■ **WORK INSTRUCTIONS**
Can you rewrite the rows below, from the line containing "of the thick" down to the line containing "(1069, 766)", both ends included, with the requests kept and each answer coordinate multiplied by 0.85? Round each result to a whole number, halves up, and give only those lines.

■ **PROVIDED RECORDS**
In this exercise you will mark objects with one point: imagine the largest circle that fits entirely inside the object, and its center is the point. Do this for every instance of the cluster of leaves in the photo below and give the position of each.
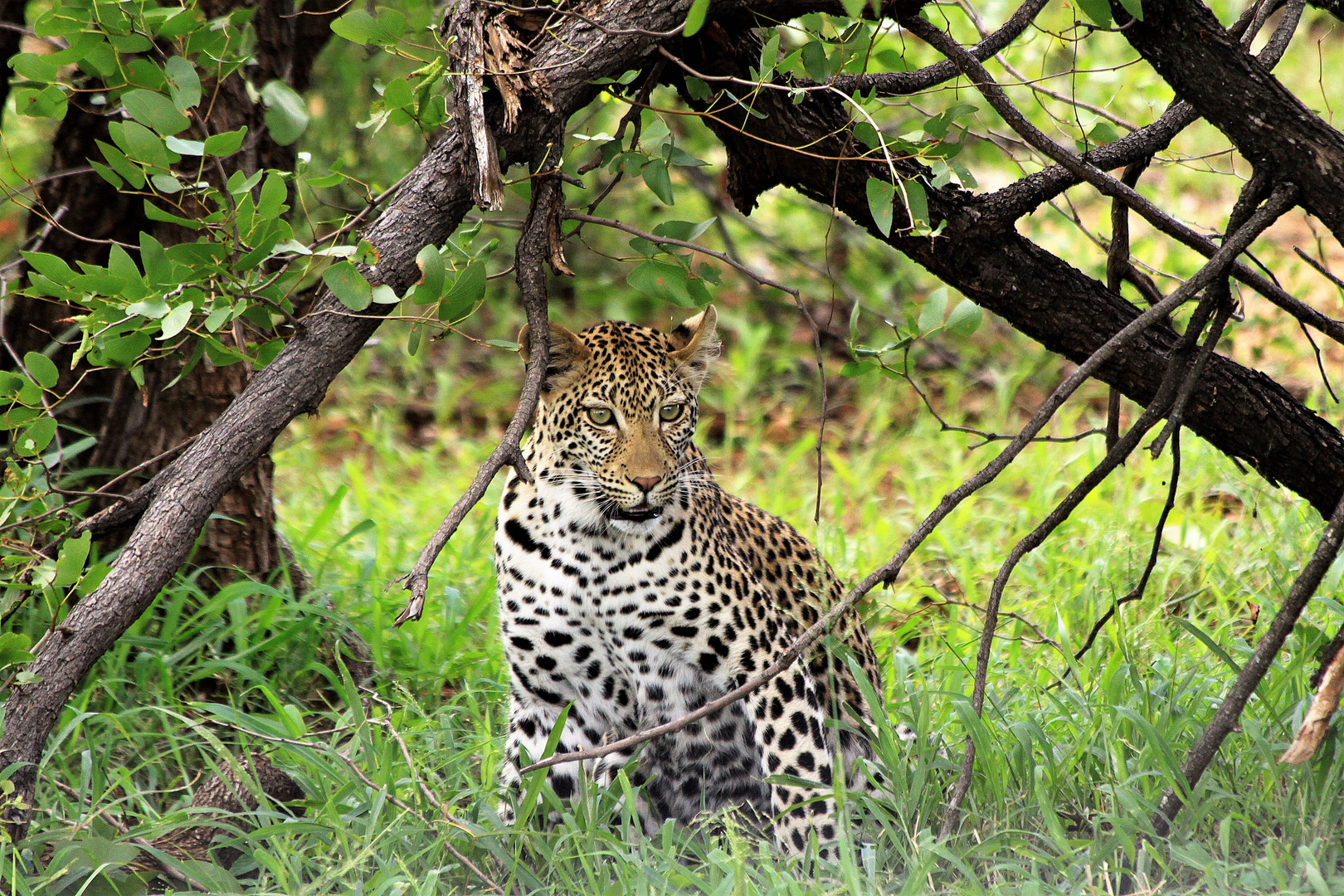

* * *

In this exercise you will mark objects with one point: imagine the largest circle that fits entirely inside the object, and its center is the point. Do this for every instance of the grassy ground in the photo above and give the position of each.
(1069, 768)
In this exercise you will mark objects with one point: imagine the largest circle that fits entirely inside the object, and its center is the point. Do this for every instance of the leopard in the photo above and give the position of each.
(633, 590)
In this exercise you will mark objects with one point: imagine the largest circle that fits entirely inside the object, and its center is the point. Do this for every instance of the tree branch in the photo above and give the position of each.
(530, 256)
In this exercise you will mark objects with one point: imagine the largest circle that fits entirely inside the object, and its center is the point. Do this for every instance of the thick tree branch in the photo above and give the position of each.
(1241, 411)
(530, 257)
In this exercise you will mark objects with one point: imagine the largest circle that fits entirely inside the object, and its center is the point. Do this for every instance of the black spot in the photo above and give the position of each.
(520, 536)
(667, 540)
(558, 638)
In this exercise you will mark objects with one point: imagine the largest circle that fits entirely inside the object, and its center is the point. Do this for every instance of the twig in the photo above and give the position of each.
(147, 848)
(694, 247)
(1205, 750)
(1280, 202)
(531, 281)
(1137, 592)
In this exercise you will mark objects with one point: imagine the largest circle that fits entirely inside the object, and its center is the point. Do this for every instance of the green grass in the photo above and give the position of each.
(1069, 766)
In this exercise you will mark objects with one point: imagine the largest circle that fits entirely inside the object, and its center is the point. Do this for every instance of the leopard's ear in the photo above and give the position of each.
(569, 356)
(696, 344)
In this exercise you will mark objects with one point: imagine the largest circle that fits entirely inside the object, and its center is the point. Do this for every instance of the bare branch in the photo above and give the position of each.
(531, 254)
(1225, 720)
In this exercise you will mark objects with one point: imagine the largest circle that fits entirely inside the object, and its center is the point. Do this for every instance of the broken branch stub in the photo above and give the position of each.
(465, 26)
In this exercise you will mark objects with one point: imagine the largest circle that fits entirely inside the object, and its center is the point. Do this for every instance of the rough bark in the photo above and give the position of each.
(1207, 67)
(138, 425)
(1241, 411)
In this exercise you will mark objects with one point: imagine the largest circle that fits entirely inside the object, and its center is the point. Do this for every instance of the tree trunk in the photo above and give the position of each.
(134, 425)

--

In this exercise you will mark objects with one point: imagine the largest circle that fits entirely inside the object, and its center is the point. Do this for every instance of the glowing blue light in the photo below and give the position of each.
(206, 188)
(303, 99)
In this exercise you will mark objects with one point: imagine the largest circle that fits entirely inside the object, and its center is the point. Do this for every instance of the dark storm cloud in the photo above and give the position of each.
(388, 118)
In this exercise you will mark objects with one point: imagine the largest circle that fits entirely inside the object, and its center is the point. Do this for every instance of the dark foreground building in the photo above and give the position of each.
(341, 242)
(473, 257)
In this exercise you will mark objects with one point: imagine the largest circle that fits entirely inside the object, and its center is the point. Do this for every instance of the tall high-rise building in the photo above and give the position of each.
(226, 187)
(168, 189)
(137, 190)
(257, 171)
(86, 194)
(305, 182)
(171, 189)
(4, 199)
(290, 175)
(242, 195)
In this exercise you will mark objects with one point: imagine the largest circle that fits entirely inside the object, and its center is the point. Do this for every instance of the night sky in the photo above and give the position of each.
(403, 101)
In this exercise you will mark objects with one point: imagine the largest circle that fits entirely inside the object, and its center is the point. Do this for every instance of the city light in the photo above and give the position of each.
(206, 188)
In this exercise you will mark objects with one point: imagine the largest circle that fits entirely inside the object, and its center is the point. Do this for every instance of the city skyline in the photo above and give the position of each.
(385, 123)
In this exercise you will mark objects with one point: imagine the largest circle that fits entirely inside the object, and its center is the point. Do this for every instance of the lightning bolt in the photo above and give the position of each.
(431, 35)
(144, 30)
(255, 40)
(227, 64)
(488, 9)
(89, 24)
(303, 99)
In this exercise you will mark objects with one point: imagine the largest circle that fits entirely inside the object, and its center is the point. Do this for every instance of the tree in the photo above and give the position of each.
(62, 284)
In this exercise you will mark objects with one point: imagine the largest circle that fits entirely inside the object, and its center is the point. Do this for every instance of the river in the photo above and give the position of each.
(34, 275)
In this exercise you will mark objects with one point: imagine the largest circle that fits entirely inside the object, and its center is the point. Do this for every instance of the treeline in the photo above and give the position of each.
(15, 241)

■ **TASK RESPONSE**
In this exercise you will mark objects with one point: imagine the largest circle that fits entirely inside the object, and its center is the point. Do this for every instance of the thick tree branch in the photo above and give the position of each.
(1055, 349)
(451, 218)
In this exercise you will mark objects with one point: imagine the largest circle that fits entirely inside the object, and its center is the point. Do this for every instance of the black spot in the photo above and give the position of each.
(442, 456)
(567, 459)
(474, 542)
In this exercise you will mark objects with one point: imagine the largest circle that fits entirely inside the object, and its center is the point. Do this for every instance of the twig in the photo above and give the position of each.
(125, 721)
(590, 210)
(1024, 638)
(1088, 172)
(451, 239)
(966, 503)
In this exercise you will mark objects with one point: imagine the largest circle that fits entirely inside the object, and its center is the point. Do this for every instance of the green grass in the photo above and give the position of each.
(909, 651)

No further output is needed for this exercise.